━━━ Text provided

# Long term substrate



## John Starkey (13 Aug 2009)

Hi all,
I am looking at stripping my big setup down,it's had Eco complete in it for just over two years,
I just wondered if anyone knows which is the longest lasting substrate on the Market,I know Ada Malayan is long term,wondered if there is anything else which is known to be long term,

regards john.


----------



## aaronnorth (13 Aug 2009)

what do you mean by long term, John?
As in it will hold its shape and wont cloud or for nutrients?


----------



## John Starkey (14 Aug 2009)

Hi Aaron,
I was referring to nutrients,and I was wondereing which other subsrates last longest in the set up,
I think my plan is to do something low light,crypts,mosses,java fern,microsorium,and so on,something similar to georges Crypt eternal,I like the idea of fortnightly water changes,no presserised co2 only easy carbo,that would leave me more time for my 60cm and my 30ltr nano,does anyone have an idea if the Oliver knott substrae is a long lasting soil ?,

regards  John


----------



## ceg4048 (14 Aug 2009)

━━━━━━
━━━ Excerpted data

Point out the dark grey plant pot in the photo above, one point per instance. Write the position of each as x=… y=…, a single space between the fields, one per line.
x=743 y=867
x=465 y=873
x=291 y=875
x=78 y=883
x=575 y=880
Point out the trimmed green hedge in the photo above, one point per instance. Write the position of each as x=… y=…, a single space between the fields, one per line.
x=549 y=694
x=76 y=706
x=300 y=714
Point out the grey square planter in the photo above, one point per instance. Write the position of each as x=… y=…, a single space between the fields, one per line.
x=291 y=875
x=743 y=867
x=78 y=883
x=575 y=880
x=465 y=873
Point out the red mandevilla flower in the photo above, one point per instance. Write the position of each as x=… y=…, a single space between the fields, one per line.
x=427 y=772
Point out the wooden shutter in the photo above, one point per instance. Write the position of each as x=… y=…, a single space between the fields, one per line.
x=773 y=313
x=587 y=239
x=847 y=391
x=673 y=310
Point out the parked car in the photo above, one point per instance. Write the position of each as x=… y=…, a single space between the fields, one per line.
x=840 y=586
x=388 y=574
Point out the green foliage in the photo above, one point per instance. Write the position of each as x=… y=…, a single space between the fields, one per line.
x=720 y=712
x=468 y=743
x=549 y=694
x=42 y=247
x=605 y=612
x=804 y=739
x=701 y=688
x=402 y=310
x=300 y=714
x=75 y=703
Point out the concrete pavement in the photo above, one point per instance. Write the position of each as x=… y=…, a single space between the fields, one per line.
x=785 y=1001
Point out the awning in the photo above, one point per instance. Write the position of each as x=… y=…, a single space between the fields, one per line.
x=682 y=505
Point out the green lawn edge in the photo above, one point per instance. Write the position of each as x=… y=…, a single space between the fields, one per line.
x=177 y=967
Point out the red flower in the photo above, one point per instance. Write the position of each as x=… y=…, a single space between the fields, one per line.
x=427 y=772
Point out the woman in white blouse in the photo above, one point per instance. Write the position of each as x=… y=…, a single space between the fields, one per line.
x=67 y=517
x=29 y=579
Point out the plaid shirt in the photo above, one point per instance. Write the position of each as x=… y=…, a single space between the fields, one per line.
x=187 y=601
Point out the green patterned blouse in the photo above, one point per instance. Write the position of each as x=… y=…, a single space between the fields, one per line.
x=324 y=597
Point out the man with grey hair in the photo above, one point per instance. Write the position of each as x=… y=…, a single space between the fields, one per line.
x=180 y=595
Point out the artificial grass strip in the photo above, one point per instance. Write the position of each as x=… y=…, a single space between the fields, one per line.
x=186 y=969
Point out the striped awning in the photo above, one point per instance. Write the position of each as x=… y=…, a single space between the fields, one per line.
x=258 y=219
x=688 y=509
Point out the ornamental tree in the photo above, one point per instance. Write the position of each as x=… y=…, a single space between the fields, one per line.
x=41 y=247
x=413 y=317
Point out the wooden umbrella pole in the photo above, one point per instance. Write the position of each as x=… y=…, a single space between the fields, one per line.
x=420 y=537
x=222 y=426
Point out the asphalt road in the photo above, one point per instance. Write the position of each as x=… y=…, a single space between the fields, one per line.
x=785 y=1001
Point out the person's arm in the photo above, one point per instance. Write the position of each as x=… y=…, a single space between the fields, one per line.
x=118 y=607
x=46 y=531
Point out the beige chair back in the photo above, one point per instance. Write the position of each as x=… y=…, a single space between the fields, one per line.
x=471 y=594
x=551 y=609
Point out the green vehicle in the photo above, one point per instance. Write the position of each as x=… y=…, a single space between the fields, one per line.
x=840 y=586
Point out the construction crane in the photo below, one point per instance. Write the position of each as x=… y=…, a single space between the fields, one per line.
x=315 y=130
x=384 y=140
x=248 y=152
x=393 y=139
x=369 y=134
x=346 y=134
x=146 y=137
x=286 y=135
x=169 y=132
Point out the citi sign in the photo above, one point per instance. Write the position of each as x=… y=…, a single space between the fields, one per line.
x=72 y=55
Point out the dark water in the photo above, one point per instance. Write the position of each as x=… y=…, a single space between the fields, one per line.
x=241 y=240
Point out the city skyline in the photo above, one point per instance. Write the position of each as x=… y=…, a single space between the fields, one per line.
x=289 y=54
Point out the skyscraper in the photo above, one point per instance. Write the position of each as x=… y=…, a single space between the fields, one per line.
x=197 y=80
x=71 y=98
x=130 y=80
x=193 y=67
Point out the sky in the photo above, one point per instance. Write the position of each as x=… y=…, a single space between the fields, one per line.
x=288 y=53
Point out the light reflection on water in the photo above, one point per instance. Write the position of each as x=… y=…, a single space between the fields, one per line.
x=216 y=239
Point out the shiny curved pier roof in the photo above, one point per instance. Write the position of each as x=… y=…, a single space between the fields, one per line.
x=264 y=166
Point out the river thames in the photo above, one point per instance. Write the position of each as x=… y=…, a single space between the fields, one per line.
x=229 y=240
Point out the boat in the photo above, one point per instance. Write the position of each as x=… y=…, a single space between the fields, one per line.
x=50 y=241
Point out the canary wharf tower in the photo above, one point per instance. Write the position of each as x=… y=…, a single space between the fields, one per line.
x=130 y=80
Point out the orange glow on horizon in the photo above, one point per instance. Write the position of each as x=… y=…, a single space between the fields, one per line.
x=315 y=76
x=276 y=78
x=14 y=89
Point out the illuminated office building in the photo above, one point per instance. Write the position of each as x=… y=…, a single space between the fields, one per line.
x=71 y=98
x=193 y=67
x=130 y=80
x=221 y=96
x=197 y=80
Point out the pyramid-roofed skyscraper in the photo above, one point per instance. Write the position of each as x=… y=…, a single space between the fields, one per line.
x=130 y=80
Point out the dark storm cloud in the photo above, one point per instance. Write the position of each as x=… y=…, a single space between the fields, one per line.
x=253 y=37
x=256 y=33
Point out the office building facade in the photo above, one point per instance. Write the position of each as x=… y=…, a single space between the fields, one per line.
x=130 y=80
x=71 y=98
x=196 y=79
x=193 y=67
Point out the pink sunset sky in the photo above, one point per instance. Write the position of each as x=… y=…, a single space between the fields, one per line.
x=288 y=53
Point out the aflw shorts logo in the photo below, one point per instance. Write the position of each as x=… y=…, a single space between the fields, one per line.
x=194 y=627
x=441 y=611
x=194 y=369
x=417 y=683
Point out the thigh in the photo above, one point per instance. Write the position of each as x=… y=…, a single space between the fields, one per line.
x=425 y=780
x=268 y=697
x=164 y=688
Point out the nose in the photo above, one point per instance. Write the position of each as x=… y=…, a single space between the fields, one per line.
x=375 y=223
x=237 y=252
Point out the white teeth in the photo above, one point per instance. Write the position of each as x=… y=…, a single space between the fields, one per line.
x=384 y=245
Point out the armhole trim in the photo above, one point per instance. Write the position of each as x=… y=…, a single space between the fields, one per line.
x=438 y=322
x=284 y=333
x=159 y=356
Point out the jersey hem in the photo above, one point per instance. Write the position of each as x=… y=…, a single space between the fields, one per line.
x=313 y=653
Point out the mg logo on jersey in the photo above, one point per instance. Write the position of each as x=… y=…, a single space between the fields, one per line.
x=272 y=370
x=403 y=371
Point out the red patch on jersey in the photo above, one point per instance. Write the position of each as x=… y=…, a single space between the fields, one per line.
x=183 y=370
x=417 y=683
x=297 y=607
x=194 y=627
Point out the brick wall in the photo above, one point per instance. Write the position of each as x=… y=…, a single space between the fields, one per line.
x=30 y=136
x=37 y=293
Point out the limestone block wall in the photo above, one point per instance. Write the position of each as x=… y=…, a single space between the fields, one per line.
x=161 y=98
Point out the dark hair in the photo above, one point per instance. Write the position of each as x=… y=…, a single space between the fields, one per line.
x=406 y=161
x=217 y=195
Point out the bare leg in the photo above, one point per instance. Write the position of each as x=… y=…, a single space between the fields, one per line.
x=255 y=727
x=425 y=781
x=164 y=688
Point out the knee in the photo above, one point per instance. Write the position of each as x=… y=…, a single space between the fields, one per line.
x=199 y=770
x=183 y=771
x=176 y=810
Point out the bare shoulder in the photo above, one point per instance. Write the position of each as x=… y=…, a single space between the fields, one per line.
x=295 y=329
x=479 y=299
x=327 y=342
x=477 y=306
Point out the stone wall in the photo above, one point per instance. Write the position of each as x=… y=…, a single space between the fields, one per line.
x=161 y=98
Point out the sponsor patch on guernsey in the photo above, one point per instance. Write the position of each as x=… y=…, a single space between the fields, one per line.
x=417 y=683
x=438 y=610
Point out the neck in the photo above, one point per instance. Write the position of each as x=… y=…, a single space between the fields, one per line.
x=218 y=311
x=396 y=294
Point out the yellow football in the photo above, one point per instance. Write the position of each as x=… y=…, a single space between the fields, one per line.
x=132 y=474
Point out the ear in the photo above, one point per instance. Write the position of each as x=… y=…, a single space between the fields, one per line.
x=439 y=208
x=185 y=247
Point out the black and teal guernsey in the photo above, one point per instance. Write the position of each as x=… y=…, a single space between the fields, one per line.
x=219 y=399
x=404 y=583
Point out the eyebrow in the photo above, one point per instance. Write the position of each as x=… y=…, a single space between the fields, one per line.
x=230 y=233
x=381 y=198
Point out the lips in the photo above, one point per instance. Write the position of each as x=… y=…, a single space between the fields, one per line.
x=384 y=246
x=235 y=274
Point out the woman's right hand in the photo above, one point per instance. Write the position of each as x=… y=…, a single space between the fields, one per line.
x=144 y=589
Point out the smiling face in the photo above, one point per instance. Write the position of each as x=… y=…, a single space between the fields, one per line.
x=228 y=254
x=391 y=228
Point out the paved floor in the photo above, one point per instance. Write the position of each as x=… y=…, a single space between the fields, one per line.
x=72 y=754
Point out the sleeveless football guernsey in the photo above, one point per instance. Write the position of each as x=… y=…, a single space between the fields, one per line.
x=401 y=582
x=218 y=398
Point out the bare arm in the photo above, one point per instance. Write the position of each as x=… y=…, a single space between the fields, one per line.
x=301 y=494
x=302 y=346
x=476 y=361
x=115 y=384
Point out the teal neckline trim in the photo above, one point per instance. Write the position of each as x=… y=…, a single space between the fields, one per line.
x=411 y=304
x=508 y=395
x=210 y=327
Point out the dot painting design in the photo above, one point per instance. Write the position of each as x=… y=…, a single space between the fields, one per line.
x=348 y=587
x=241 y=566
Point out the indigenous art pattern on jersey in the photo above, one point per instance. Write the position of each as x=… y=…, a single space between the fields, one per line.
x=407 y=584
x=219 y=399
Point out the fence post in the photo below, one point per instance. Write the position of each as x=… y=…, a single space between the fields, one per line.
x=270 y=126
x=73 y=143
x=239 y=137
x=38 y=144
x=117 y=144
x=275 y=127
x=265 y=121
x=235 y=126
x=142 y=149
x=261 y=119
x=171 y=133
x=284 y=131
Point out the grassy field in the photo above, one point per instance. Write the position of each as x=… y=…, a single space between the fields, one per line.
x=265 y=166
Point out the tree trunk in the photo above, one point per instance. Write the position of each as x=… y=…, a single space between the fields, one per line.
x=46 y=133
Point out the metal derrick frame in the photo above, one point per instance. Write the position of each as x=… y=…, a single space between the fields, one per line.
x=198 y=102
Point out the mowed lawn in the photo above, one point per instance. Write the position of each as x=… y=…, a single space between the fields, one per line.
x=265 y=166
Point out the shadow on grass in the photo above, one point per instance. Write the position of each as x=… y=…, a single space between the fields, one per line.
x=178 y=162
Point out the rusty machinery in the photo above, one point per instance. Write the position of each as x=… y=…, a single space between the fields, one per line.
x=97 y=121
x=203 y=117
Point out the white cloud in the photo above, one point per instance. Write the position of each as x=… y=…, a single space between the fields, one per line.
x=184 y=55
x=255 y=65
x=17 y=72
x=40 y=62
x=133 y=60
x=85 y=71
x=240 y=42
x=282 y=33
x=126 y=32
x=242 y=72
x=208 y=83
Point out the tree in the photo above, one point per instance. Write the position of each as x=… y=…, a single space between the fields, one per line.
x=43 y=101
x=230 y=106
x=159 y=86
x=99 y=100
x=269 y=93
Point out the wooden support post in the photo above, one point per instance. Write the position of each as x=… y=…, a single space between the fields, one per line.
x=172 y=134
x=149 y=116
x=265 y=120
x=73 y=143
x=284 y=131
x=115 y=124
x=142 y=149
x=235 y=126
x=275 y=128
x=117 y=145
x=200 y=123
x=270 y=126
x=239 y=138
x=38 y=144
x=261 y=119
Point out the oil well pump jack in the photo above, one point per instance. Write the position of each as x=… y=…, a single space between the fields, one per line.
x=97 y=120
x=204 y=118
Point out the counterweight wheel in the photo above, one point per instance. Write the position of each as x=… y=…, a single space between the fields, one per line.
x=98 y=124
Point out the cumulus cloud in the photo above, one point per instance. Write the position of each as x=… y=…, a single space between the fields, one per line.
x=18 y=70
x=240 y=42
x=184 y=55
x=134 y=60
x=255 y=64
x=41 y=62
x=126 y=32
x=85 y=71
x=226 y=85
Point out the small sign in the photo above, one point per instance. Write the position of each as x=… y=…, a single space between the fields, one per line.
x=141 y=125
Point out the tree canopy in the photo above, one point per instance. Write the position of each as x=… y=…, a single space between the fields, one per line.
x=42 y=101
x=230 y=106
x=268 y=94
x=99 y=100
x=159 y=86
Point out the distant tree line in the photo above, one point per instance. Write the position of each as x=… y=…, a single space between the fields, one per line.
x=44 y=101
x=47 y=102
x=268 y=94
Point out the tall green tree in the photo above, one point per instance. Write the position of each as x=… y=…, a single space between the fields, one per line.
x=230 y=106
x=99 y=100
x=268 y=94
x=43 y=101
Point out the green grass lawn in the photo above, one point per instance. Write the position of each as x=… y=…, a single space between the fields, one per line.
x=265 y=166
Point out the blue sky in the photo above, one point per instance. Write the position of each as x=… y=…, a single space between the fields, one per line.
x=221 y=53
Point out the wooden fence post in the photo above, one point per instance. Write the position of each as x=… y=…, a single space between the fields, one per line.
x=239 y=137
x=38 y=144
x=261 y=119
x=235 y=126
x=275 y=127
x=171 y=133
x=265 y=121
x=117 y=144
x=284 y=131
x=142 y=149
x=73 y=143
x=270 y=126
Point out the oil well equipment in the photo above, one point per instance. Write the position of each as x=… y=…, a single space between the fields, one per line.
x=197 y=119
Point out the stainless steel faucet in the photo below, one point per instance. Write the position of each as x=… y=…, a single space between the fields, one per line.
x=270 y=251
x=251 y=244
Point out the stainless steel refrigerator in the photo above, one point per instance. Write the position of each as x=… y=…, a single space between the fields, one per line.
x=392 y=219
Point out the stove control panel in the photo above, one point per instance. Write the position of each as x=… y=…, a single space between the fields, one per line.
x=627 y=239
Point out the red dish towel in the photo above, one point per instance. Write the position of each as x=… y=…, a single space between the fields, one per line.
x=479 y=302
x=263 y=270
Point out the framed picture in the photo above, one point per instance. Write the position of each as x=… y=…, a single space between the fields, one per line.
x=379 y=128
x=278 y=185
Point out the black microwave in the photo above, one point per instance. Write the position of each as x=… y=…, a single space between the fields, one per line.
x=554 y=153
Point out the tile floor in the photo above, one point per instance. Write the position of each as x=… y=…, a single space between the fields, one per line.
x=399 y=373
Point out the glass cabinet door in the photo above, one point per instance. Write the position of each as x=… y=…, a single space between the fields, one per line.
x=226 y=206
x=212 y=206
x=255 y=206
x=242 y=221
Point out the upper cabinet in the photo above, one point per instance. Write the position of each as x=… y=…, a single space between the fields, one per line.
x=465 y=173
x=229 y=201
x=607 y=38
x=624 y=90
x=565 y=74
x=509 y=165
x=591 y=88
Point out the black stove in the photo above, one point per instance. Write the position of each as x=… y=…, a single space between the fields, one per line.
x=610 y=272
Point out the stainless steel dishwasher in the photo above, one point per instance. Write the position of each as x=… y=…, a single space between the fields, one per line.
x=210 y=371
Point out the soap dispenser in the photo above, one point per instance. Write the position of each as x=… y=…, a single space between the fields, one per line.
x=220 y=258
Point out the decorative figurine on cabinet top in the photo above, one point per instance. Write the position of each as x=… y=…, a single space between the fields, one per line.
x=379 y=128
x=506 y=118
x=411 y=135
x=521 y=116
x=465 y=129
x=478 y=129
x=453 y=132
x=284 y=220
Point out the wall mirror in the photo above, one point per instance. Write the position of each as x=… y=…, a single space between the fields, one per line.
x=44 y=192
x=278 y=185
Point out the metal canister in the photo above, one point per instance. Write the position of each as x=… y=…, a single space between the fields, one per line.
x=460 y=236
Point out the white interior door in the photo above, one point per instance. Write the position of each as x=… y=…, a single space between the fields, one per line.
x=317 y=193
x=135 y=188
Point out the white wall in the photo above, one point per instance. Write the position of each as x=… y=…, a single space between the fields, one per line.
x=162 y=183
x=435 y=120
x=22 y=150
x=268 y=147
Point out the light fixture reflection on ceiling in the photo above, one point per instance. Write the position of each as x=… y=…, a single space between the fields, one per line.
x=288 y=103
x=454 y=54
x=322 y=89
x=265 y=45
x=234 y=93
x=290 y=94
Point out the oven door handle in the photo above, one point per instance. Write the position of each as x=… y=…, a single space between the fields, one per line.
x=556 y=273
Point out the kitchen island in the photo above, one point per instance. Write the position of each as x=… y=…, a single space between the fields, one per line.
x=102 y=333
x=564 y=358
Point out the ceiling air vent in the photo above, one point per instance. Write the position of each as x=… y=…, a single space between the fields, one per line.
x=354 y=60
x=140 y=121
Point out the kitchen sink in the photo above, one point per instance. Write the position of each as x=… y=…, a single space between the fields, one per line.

━━━━━━

- _Work to complete_
Reproduce the passage of the thread on long-term substrate from "## aaronnorth (13" up to and including "Starkey (14 Aug 2009)", without altering any wording. The lines are separate material and have no connection to the thread on long-term substrate.

- _Correct answer_
## aaronnorth (13 Aug 2009)

what do you mean by long term, John?
As in it will hold its shape and wont cloud or for nutrients?


----------



## John Starkey (14 Aug 2009)